### Job
For each statement below, answer yes or no according to the immigration reform passage that follows, and quote the words from the passage that decide it. (a) Some 250,000 people gathered on the Mall for the rally. (b) Congress voted on the health care legislation the day after the rally. (c) The writer was surprised to learn that immigration reform was drifting off the legislative agenda.

On March 21, 2010, I addressed some 250,000 people gathered on the Mall in Washington, D.C., for a rally in support of comprehensive immigration reform. In my remarks, I pledged that the Catholic Church would never stop advocating for our immigrant brothers and sisters and that we would continue to defend their right to be full members of our communities and nation.
That same day, as you may remember, our country’s Congressional legislators were voting on landmark health care reform legislation. It was the culmination of a partisan battle that left both sides bitter and exhausted. And so, in conversation with a few key legislators and their aides the next day, I was disappointed but not altogether surprised to discover that a bipartisan push for comprehensive immigration reform seemed yet again to be drifting off the legislative agenda and into a fog of uncertainty and inaction.
Thank you, Arizona!

### Material

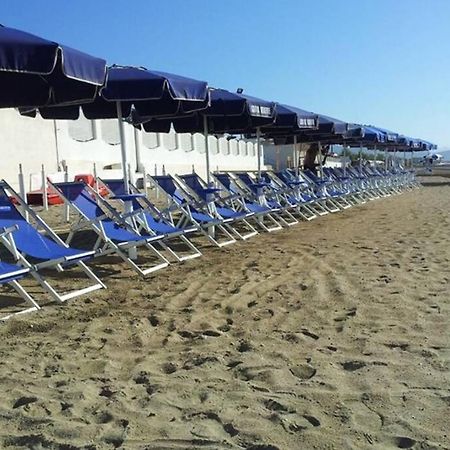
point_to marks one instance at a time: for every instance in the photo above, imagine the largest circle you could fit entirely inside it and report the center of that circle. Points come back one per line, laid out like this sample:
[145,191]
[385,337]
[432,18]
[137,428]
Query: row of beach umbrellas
[59,81]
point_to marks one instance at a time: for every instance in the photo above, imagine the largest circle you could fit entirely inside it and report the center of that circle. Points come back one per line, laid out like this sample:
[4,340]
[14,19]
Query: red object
[36,197]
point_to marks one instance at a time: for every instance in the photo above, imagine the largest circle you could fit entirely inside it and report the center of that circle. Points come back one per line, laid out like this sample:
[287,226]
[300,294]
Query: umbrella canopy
[228,112]
[364,135]
[149,93]
[38,72]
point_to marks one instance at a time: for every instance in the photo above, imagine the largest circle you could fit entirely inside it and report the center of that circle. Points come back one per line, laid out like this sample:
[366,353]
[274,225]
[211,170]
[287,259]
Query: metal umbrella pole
[320,159]
[258,149]
[295,152]
[128,206]
[205,134]
[297,165]
[360,155]
[123,150]
[344,152]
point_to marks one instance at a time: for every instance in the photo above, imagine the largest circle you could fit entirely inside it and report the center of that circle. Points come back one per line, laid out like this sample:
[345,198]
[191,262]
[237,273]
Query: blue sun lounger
[114,235]
[183,211]
[235,194]
[148,218]
[286,195]
[262,192]
[334,199]
[210,201]
[10,274]
[36,251]
[302,190]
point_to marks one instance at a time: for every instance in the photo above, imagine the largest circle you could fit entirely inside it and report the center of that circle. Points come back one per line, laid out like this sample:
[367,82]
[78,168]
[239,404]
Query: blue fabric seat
[10,272]
[28,240]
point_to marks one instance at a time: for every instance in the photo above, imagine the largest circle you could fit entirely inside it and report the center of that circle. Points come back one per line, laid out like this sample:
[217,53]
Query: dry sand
[332,334]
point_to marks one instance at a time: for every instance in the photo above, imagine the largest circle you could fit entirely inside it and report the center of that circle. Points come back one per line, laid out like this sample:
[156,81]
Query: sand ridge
[331,334]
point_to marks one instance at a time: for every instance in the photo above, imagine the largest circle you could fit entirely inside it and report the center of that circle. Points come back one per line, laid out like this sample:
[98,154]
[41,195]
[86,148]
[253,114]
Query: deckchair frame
[104,245]
[58,263]
[238,195]
[186,216]
[140,216]
[14,283]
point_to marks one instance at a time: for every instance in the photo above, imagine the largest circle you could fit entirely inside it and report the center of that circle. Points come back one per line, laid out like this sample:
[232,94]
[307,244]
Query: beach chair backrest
[168,185]
[27,238]
[77,194]
[247,181]
[226,181]
[117,187]
[193,181]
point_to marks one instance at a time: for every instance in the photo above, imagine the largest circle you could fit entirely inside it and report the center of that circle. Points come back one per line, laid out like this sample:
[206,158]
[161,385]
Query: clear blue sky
[384,62]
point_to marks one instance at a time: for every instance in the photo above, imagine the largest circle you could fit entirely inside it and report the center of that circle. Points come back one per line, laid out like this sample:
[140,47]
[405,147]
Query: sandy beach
[333,334]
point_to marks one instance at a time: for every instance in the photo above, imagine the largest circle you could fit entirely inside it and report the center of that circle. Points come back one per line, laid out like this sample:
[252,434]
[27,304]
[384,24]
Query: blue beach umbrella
[38,72]
[228,112]
[147,93]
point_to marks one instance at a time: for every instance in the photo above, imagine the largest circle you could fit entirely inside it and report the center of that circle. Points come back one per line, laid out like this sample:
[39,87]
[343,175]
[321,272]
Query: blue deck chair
[208,200]
[372,182]
[36,251]
[302,190]
[114,235]
[235,193]
[335,198]
[344,184]
[150,219]
[364,185]
[264,193]
[287,195]
[183,212]
[10,274]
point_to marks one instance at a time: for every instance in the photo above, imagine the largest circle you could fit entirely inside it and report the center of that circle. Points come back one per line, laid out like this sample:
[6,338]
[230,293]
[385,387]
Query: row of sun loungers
[237,206]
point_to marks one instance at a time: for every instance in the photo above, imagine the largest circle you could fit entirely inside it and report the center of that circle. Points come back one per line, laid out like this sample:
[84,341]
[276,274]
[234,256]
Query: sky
[381,62]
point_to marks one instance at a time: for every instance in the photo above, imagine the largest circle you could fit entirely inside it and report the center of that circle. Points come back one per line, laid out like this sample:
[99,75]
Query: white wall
[79,144]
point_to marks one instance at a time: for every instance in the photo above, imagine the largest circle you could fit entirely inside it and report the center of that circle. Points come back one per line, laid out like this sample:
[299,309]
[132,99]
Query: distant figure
[310,158]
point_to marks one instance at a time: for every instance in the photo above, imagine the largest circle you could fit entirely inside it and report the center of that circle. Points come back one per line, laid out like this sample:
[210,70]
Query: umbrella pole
[360,155]
[123,148]
[320,159]
[132,252]
[297,165]
[258,149]
[295,156]
[344,152]
[205,134]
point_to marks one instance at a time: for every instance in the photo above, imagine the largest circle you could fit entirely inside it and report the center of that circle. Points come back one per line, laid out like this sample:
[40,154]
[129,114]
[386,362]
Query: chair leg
[26,296]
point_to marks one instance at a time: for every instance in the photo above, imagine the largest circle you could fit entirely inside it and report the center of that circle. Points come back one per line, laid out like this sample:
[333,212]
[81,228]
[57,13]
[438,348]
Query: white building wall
[79,144]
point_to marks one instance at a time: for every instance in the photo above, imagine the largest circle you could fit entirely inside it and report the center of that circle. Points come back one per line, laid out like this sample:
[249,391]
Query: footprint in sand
[303,371]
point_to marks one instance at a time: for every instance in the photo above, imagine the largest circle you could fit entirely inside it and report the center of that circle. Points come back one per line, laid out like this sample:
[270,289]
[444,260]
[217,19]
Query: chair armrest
[8,230]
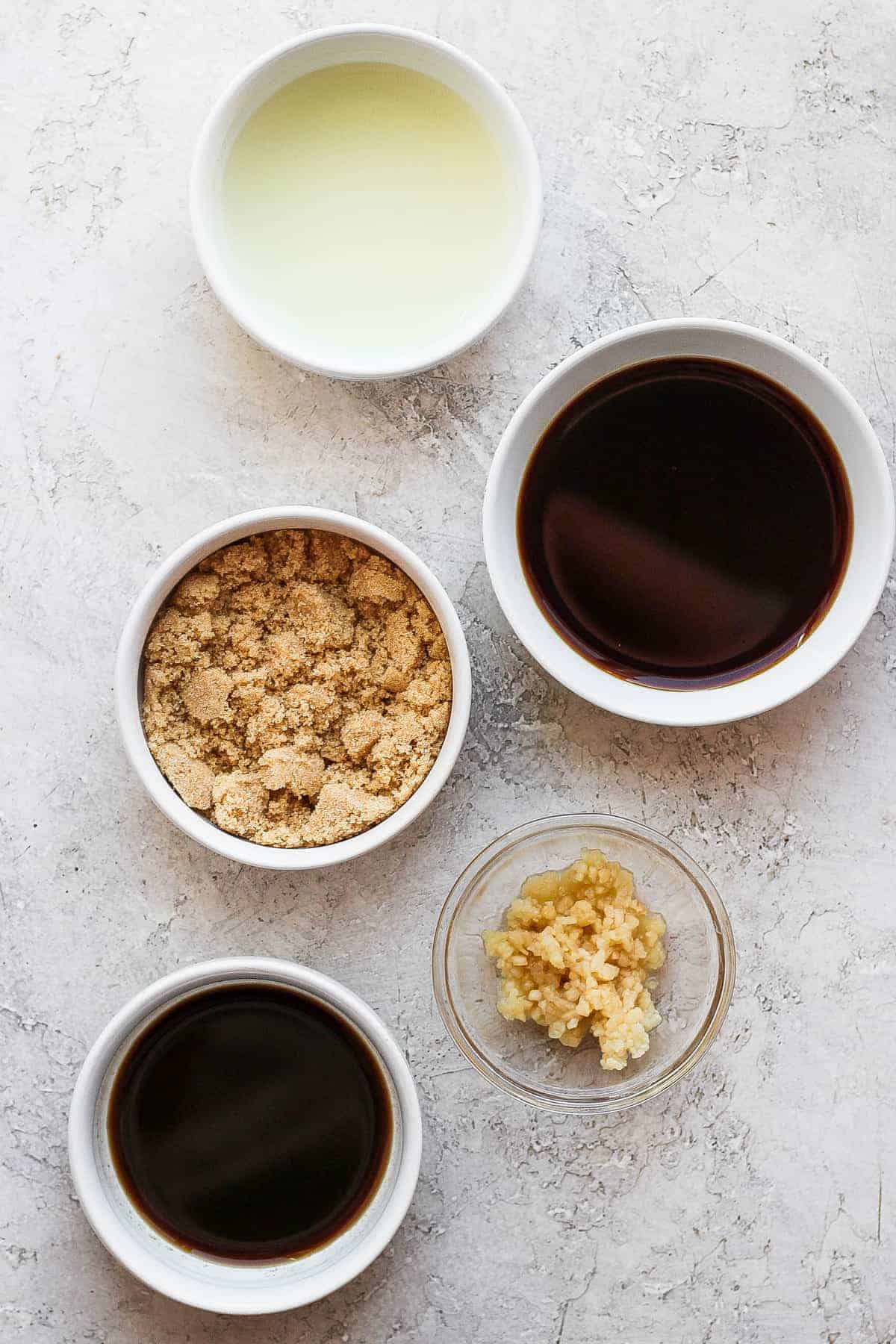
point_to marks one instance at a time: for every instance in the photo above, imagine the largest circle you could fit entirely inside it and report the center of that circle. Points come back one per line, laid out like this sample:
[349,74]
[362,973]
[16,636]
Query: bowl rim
[563,1100]
[529,211]
[127,680]
[680,707]
[87,1183]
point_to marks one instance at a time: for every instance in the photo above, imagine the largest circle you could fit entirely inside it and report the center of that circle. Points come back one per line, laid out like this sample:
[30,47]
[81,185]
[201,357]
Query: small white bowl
[336,46]
[869,559]
[129,685]
[238,1289]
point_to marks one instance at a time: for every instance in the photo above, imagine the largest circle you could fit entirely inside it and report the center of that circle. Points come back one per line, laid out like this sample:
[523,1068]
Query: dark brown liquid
[684,523]
[250,1122]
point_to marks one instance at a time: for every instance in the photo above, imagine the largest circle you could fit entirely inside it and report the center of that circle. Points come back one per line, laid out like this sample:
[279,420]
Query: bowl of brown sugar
[293,687]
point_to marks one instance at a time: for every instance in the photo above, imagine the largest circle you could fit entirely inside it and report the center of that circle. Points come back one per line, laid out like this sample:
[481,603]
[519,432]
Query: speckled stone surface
[706,159]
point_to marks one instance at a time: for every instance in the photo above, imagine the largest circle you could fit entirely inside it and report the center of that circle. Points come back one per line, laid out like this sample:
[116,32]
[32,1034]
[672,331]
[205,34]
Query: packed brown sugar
[297,688]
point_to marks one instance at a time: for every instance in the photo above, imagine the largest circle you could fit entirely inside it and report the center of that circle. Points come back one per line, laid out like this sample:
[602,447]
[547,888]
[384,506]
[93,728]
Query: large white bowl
[129,685]
[240,1289]
[336,46]
[869,559]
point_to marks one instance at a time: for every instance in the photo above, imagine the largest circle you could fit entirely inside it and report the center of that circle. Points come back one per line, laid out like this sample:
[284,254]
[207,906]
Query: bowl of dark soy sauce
[245,1136]
[688,522]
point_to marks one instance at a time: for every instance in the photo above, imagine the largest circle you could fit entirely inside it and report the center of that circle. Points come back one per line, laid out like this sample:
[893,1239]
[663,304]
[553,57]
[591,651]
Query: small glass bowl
[692,989]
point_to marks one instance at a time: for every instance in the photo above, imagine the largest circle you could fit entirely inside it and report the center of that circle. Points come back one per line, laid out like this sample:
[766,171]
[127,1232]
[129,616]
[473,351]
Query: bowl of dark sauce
[245,1136]
[689,522]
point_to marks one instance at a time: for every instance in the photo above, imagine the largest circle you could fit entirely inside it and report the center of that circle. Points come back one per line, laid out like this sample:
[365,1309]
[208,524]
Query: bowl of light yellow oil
[366,201]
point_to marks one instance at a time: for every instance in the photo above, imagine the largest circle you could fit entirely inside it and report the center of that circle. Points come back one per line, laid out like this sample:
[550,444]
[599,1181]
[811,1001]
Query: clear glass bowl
[694,987]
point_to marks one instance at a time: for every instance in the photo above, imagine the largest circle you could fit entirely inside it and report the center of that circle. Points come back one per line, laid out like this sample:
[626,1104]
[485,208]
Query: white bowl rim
[87,1184]
[128,659]
[609,691]
[529,211]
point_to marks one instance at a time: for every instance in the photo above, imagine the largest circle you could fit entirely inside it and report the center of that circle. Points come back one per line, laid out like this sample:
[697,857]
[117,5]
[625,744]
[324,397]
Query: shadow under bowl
[694,987]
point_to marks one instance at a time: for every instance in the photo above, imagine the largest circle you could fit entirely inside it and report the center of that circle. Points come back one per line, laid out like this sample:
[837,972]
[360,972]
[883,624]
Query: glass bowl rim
[579,1101]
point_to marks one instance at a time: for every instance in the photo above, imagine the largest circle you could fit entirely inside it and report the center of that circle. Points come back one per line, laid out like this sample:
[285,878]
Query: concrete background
[709,159]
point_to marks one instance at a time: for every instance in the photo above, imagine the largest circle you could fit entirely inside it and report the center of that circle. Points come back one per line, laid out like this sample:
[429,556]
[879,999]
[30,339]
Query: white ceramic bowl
[336,46]
[129,685]
[872,547]
[237,1289]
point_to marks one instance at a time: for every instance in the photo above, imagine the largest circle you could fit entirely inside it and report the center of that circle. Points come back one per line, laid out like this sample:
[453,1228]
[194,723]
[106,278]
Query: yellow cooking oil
[368,213]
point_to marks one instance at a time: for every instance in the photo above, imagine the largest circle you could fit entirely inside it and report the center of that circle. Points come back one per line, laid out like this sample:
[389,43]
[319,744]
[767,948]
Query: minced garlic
[575,956]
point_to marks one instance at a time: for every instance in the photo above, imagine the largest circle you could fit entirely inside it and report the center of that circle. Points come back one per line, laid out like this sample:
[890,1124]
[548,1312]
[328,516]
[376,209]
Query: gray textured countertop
[704,159]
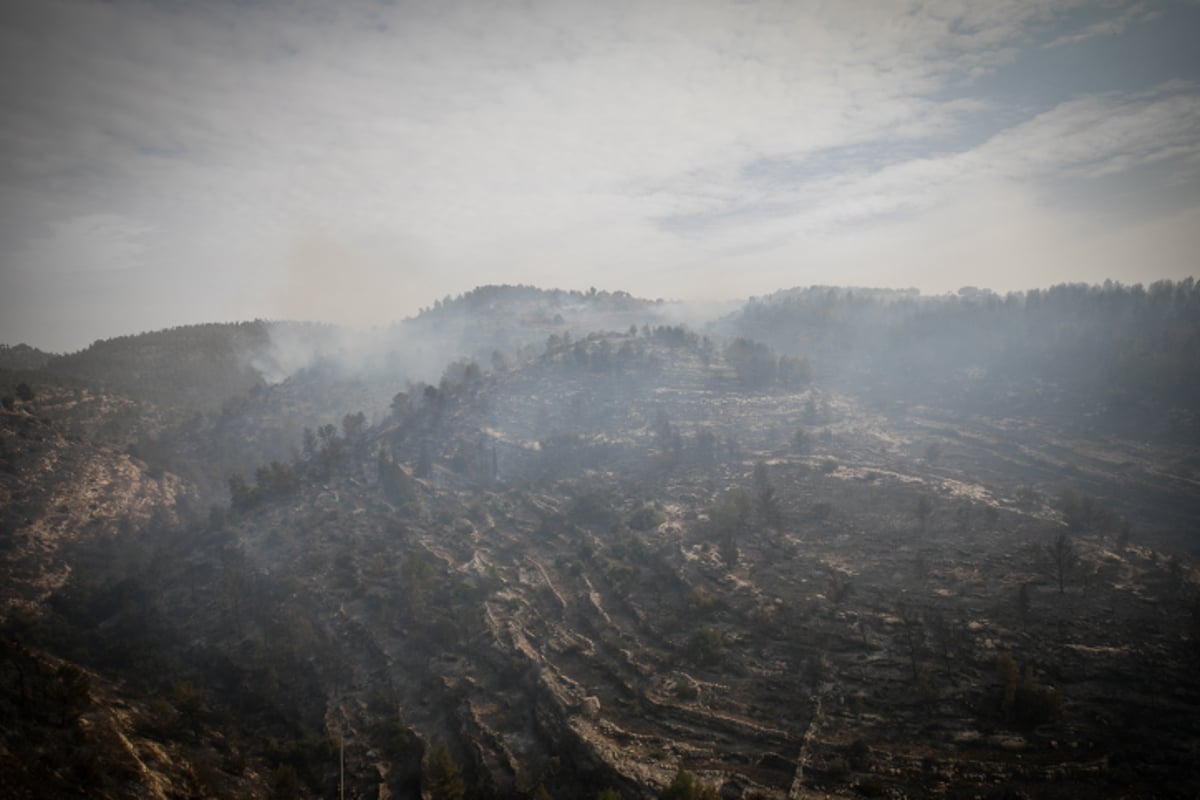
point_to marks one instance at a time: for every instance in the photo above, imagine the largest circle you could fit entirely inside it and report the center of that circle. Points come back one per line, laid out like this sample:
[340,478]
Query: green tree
[443,776]
[685,787]
[1062,558]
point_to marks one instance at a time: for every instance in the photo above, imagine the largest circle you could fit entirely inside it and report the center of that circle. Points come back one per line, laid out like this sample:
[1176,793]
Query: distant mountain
[22,356]
[1123,358]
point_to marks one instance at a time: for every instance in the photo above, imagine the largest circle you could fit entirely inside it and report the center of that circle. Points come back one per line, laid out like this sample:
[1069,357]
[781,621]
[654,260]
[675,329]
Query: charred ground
[589,567]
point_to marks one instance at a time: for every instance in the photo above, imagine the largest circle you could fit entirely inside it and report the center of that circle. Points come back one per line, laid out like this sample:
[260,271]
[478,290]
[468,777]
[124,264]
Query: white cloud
[427,150]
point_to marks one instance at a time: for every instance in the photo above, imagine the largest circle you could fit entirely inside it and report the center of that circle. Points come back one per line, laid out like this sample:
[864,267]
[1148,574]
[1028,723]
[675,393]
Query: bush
[646,518]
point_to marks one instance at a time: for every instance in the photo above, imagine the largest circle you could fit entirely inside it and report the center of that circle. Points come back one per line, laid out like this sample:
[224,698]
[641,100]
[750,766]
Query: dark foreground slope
[625,558]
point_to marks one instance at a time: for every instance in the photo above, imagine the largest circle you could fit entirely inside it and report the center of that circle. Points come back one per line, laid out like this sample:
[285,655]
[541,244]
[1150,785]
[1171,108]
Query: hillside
[587,567]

### Answer to the task
(a) Yes: "I addressed some 250,000 people gathered on the Mall in Washington, D.C."
(b) No: "That same day, as you may remember, our country’s Congressional legislators were voting on landmark health care reform legislation."
(c) No: "I was disappointed but not altogether surprised"